**CHALLENGE 1**. Return the passage of the forum thread on the pre-test word for word, starting at "Also, since there" and ending at "the full range.".

Skip to main content

Notice

Please note that most of the software linked on this forum is likely to be safe to use. If you are unsure, feel free to ask in the relevant topics, or send a private message to an administrator or moderator. To help curb the problems of false positives, or in the event that you do find actual malware, you can contribute through the article linked here.
Topic: Pre-Test thread (Read 55421 times) previous topic - next topic
0 Members and 1 Guest are viewing this topic.

Pre-Test thread

Reply #50
Quote
Quote
*I think that Guru's idea of 2 sets is interesting but unfortunately probably bad in our case. I am afraid that only experienced listeners would pick the second group. As we know that those listeners are using lower ranking (as demonstrated in the 128kbps test), ranking of both groups would probably not be comparable.


Good point.

A solution could be to "normalize" the rankings of each listener by calculating his/hers total average of rankings of the 1st (smaller) group of samples. Then all rankings (also for the 2nd (extended) group of samples should be multiplied with a certain factor so the average (1st group) becomes e.g. 3. Hopefully this doesn't mess up the results - another thing that dologan could try to find out.  B)
Let's suppose that rain washes out a picnic. Who is feeling negative? The rain? Or YOU? What's causing the negative feeling? The rain or your reaction? - Anthony De Mello

Pre-Test thread

Reply #51
Another problem with using lame as an anchor is that it might not serve its function.  A lower anchor should rank last for each sample.  Disreguarding the blade anchor, lame did not do that in the 128kbps test.  If a lower anchor is to be used (and I tend to think that would be a good idea, but I am not a statistics expert), I would be in favor of using blade again.  Unlike a simple lowpass, it produces a spectrum of different kinds of artifacts, which I think is a more realistic baseline to work from.

Also, since there haven't been any respnoses about my Linux ABC/HR clone, I assume there's no interest.  Anyone who's interested can let me know, otherwise I'll probably not devote as much time to it as I would otherwise.
I am *expanding!*  It is so much *squishy* to *smell* you!  *Campers* are the best!  I have *anticipation* and then what?  Better parties in *the middle* for sure.
http://www.phong.org/

Pre-Test thread

Reply #52
In statistics, an anchor can be a middle value, not the highest and not the lowest.
I think, in a listening test an anchor is a weighting for the results of every listener to make them more comparable. It is to prevent that some listeners only use the 4-5 range while others take the full range.
It is also useful to check that a participant submits serious results.

Therefore, Blade at 64 kbps would do it.

Pre-Test thread

Reply #53
I think we're making a mess out of this test...


OK, people, please give me suggestions. If you want a lower anchor, and lame 128 shouldn't be an anchor, which would be the codecs featured, in your opinion, including anchors?

**CHALLENGE 2**. Retype the records word for word, starting at the line that contains "Objective — for the succulent plant" and ending at the end of the records, with both ends included. Leave the pictures out.

**LISTED RECORDS**.
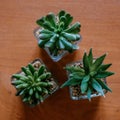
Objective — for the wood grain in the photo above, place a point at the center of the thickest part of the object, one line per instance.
(100, 30)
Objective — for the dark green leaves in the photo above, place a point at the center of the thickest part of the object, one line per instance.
(104, 86)
(98, 62)
(97, 87)
(84, 84)
(86, 64)
(89, 75)
(104, 74)
(71, 82)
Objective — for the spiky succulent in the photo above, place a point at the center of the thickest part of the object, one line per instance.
(57, 33)
(89, 76)
(32, 84)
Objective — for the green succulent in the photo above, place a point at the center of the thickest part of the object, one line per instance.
(57, 33)
(32, 84)
(90, 75)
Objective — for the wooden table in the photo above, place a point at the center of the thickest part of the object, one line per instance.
(100, 30)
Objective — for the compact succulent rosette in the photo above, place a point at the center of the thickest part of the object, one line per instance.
(34, 83)
(87, 78)
(57, 35)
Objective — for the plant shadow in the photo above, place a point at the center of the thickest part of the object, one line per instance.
(64, 109)
(57, 68)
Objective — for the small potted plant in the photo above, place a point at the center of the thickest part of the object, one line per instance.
(34, 83)
(57, 35)
(87, 78)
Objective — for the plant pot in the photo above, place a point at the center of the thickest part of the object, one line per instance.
(36, 64)
(75, 92)
(61, 53)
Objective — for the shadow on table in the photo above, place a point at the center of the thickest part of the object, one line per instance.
(58, 108)
(57, 68)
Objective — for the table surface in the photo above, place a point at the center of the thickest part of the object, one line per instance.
(100, 30)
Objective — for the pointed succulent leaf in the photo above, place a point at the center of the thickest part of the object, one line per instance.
(39, 88)
(97, 87)
(73, 27)
(104, 86)
(45, 75)
(86, 78)
(31, 68)
(48, 26)
(84, 84)
(28, 72)
(17, 82)
(69, 20)
(74, 69)
(68, 45)
(98, 62)
(41, 21)
(77, 75)
(60, 45)
(71, 36)
(44, 36)
(104, 74)
(51, 42)
(37, 95)
(41, 98)
(41, 70)
(31, 91)
(104, 67)
(18, 76)
(71, 82)
(75, 47)
(45, 90)
(86, 63)
(90, 57)
(41, 43)
(24, 69)
(89, 92)
(25, 99)
(63, 19)
(45, 31)
(35, 75)
(21, 86)
(61, 13)
(51, 18)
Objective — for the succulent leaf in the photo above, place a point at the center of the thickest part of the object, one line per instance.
(89, 75)
(57, 33)
(32, 85)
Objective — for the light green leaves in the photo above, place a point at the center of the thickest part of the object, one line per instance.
(90, 75)
(57, 33)
(84, 84)
(71, 82)
(33, 84)
(97, 87)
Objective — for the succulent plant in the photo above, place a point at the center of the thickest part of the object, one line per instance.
(89, 76)
(57, 33)
(32, 84)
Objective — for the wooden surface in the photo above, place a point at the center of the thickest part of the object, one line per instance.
(100, 30)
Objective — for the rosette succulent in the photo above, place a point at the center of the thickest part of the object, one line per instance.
(57, 33)
(32, 84)
(90, 75)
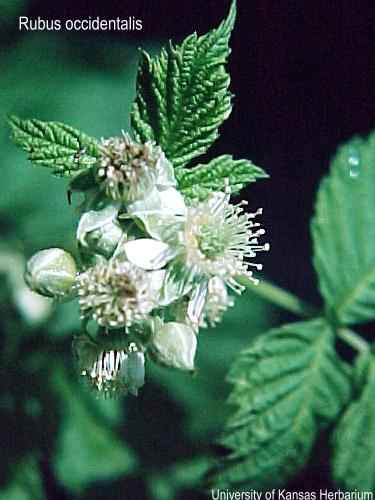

**FINAL RESULT 1**.
Also, since there haven't been any respnoses about my Linux ABC/HR clone, I assume there's no interest.  Anyone who's interested can let me know, otherwise I'll probably not devote as much time to it as I would otherwise.
I am *expanding!*  It is so much *squishy* to *smell* you!  *Campers* are the best!  I have *anticipation* and then what?  Better parties in *the middle* for sure.
http://www.phong.org/

Pre-Test thread

Reply #52
In statistics, an anchor can be a middle value, not the highest and not the lowest.
I think, in a listening test an anchor is a weighting for the results of every listener to make them more comparable. It is to prevent that some listeners only use the 4-5 range while others take the full range.

**FINAL RESULT 2**.
Objective — for the succulent plant in the photo above, place a point at the center of the thickest part of the object, one line per instance.
(89, 76)
(57, 33)
(32, 84)
Objective — for the wooden surface in the photo above, place a point at the center of the thickest part of the object, one line per instance.
(100, 30)
Objective — for the rosette succulent in the photo above, place a point at the center of the thickest part of the object, one line per instance.
(57, 33)
(32, 84)
(90, 75)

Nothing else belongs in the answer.